-- What to do --
Pick out every line below that contains the string "stucco", matching case exactly, and copy each one.

-- Items --
----

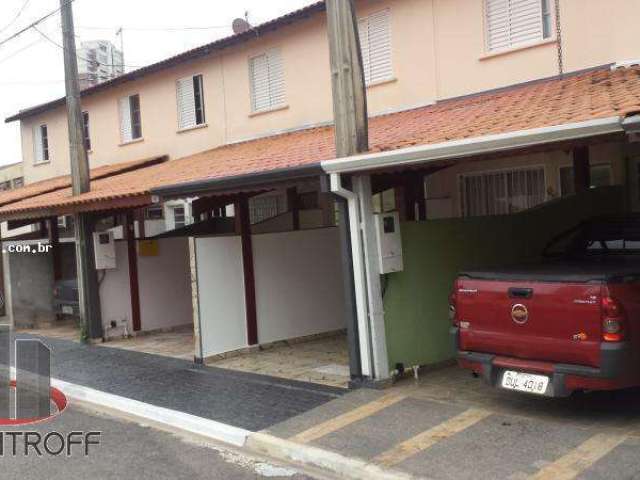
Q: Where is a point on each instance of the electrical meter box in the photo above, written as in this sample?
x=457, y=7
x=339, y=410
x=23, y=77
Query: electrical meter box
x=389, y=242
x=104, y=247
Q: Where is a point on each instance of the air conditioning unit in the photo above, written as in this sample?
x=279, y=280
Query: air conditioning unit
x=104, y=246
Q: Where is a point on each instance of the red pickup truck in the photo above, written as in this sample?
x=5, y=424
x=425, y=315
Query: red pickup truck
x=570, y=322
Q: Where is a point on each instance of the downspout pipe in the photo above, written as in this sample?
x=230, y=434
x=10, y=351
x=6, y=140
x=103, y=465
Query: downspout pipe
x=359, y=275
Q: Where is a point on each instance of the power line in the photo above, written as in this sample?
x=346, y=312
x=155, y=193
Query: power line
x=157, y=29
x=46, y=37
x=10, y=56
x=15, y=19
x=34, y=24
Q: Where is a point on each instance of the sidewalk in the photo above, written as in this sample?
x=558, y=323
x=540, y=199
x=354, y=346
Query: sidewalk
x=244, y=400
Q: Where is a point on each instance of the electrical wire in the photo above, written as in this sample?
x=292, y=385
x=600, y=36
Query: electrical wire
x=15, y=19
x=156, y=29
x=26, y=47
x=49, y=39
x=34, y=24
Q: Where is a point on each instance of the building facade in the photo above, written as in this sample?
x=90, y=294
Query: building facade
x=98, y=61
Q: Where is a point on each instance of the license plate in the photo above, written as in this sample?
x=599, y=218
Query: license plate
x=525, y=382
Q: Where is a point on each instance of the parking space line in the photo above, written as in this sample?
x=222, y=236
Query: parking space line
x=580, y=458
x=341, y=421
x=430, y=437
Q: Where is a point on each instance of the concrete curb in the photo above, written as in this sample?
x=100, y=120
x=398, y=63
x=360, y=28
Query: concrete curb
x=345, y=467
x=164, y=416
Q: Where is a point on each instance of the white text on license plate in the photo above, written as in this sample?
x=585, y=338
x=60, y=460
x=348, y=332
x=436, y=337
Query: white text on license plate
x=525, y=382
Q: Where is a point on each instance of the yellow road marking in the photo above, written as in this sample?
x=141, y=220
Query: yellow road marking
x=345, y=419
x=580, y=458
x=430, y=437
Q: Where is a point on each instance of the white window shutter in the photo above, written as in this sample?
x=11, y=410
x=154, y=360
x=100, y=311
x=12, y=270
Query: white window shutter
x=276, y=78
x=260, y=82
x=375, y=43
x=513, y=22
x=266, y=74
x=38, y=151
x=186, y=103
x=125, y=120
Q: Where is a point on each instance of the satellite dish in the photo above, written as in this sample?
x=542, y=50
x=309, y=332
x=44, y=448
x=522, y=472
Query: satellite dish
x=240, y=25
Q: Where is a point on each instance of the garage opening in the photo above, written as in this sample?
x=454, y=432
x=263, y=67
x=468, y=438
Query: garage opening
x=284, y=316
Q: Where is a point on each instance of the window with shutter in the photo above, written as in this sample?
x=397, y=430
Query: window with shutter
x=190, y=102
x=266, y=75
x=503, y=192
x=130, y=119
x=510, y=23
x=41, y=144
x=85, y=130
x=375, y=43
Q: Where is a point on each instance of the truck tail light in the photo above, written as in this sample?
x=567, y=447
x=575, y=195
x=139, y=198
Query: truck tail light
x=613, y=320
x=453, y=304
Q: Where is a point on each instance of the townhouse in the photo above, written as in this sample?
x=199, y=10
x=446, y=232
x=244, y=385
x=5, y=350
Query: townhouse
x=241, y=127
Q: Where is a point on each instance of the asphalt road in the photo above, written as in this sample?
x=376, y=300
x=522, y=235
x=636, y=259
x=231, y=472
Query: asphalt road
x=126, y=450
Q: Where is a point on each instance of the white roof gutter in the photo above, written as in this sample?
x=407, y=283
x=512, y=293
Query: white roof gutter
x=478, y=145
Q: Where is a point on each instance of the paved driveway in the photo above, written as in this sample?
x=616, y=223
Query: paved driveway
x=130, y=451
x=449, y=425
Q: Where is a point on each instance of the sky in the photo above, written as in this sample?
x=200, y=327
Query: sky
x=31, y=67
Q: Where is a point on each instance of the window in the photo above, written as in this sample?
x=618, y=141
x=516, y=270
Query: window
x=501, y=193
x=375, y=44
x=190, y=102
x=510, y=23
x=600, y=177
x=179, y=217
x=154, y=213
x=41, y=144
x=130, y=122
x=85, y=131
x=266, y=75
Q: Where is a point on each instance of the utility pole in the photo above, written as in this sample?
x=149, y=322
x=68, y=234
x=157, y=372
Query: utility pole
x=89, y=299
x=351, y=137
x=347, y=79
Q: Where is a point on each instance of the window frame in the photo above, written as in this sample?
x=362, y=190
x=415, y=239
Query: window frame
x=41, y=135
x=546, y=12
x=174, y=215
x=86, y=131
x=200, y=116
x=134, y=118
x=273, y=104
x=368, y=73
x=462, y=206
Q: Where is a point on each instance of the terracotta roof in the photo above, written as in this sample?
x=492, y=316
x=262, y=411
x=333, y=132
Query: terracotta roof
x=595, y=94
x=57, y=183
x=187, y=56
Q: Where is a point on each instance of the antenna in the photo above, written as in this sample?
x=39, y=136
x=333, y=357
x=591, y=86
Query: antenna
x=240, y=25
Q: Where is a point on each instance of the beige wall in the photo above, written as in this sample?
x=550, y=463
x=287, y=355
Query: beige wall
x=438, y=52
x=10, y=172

----

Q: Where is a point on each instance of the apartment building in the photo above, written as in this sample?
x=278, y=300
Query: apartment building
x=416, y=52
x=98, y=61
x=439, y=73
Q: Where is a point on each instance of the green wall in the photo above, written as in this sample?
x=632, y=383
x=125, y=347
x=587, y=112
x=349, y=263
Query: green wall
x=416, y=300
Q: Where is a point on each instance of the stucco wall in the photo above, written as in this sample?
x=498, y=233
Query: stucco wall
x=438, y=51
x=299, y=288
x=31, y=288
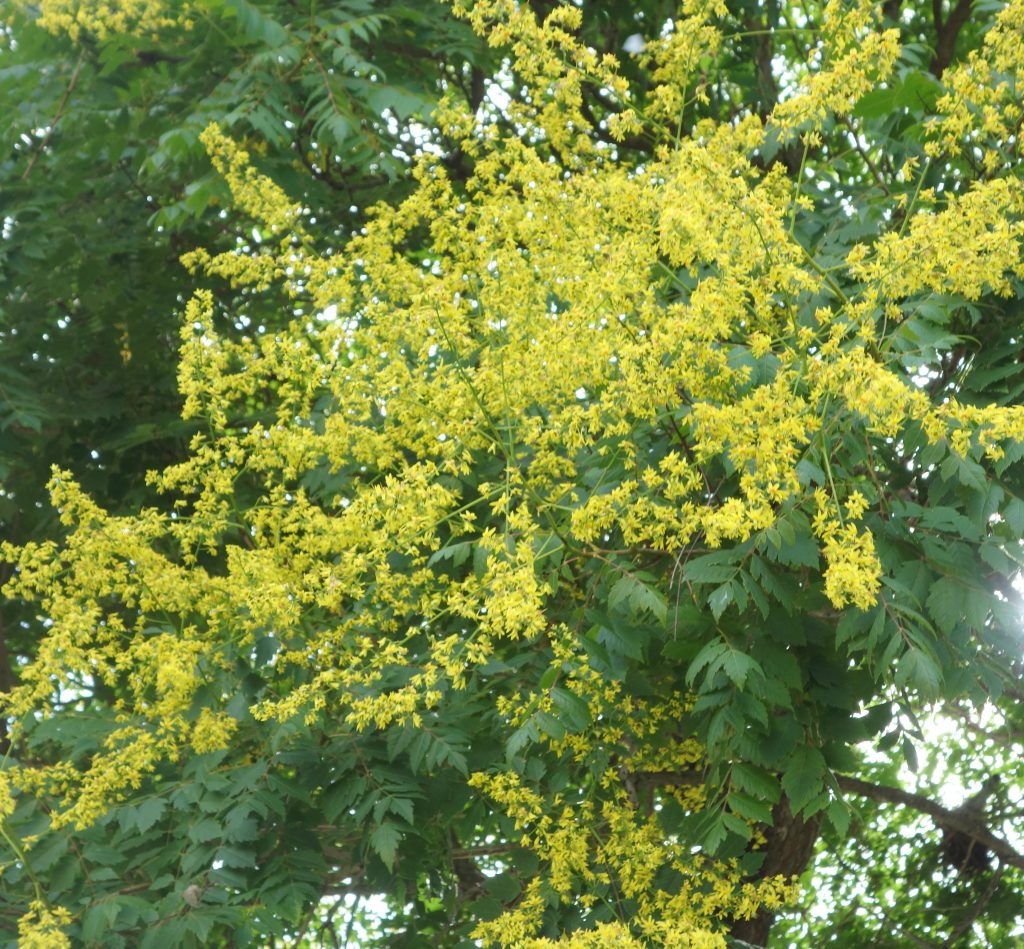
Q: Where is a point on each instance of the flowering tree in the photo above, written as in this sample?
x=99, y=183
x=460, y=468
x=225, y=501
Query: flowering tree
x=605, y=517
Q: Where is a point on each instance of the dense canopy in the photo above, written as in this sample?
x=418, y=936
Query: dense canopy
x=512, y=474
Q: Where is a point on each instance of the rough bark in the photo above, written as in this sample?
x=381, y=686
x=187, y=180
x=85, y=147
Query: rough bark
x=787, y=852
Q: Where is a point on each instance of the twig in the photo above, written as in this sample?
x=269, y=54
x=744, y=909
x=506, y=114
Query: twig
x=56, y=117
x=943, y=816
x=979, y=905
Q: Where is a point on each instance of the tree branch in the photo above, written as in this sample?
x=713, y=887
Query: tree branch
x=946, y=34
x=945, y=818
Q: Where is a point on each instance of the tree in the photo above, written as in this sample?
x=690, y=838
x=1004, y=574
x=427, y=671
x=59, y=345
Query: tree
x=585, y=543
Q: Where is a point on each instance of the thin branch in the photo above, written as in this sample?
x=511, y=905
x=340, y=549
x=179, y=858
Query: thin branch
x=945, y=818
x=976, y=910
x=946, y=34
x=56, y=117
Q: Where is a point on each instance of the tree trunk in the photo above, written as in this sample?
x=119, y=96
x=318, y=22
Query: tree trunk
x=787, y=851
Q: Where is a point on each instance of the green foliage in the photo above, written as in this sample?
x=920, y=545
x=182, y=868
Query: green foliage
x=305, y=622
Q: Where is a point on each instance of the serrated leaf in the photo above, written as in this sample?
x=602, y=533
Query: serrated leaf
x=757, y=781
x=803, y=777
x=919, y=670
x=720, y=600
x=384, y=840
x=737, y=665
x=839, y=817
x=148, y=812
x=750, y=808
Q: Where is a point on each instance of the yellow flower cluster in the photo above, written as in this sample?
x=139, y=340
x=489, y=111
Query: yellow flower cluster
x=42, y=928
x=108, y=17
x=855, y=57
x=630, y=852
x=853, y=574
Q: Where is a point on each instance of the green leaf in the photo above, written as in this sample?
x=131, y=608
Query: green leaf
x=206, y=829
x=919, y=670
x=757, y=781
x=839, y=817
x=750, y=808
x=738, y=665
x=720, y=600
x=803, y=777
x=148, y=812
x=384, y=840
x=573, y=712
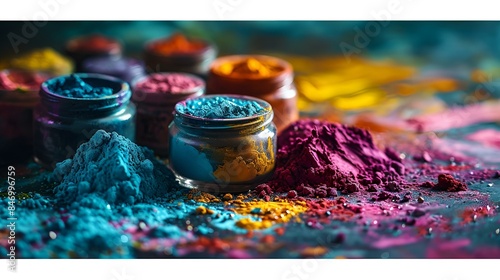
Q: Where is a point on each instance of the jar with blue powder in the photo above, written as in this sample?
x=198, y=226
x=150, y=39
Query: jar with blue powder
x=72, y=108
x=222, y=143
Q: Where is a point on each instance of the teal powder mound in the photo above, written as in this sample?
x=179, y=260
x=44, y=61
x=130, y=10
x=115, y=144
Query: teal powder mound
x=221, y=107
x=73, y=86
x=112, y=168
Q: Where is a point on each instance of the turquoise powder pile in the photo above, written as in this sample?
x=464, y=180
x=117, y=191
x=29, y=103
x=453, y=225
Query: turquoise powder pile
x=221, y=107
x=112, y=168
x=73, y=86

----

-- Response for this exercise --
Q: Where is a point on each instance of the stucco wall in the photo above, written as in this sample?
Query: stucco wall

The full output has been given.